Pick up the personal account of carotid artery test results, the first of the two items below, after its last sentence and carry it forward.

• **Passage to read**:
##########
Shortly after I had an angiogram CT and a carotid Doppler, I posted the story:
Attitude Helps...Even With Scary Medical Tests I meant what I said: the tests were no problem.
Now I have the results. The results are a little scary. The report said I have "significant blockages" of the carotid artery. That's an important artery, and the risks of blockages are serious. I'm at serious risk of a stroke. That's scary.
I have a consultation next week with a surgeon. He'll give me more detail about how much of the artery is blocked, and he'll make recommendations.
A lot of people, some people I know, have left their doctor's office with far worse, and far more frightening news than I left mine with on Tuesday morning. I was a little scared by the news. As I've mentioned before, I have memory problems related to Korsakoffs Disease...and believe it or not, I forgot there was a potential problem with my carotid artery.
This is a testament for routine medical check-ups.
In 2007, my doctor was listening to my chest for bronchitis. He, like most doctors, also listened to my neck. He said he heard a bruit. I thought bruit was a cheap cologne girls asked me to stop wearing when I was in 7th grade and clouds of it surrounded the classroom. Turns out a bruit is a whooshing sound, a sound that shouldn't be there.
##########
• **Entries provided**:
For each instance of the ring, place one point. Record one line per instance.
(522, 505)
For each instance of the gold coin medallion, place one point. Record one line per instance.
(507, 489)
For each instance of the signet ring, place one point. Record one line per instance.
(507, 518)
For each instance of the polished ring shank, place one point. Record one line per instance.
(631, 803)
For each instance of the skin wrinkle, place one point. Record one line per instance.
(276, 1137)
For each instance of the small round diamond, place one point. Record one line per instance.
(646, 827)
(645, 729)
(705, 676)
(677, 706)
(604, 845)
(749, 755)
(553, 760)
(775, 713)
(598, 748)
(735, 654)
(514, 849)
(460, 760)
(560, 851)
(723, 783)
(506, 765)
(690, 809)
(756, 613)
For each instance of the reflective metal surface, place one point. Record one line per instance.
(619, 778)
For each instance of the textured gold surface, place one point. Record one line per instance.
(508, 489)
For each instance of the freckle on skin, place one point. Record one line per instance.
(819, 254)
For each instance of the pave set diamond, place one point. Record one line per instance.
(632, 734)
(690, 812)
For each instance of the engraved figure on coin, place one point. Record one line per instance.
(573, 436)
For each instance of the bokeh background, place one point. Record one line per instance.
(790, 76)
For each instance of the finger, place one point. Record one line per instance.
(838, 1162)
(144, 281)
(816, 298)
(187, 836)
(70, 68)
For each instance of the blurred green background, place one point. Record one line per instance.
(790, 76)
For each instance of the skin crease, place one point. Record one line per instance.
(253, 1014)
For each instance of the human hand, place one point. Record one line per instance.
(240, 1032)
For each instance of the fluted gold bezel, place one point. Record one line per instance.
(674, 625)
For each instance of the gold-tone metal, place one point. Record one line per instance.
##########
• **Output of the exercise**:
Back then, he ordered a carotid doppler. That's a test that uses sound waves, like a doppler radar does, to draw a picture of the artery. There was some hardening, but the bigger deal at the time was revealed in a CT scan...and those were the blockages in the arteries in my legs. There was pain associated with those, sometimes.
The good news is that Lipotor, that statin, that drug that takes away cholesterol through poop, worked. It reduced the blockages in my legs to the point where the last test didn't mention them at all. In fact, the test I had last week came back with the result of "No significant blockage" of any of the arteries in my legs. I did a little dance when I heard that. It would've been a bigger dance if I hadn't heard about the significance of the blockages in my neck, but a dance is a dance no matter what news follows it, isn't it?
But let's get back to the scary stuff...that isn't really that scary.
How Did I Feel When I Got The News?
I've been asked that by friends, and my answer might surprise you.
Intrigued. I wasn't scared. I was surprised. The carotid stuff was off my radar. It wasn't denial on my part. It just wasn't on the radar. When it came back on the radar with the swiftness of the speed of sound--which is what doppler is--I was intrigued. I wanted to know what the next steps were. I wanted to know what the risks are (stroke), and I wanted to know if the stiff neck I get once in a while was a symptom. The stiff neck is a symptom...of a pillow stuck in the wrong place when I sleep. I have a new pillow; that's an easy fix.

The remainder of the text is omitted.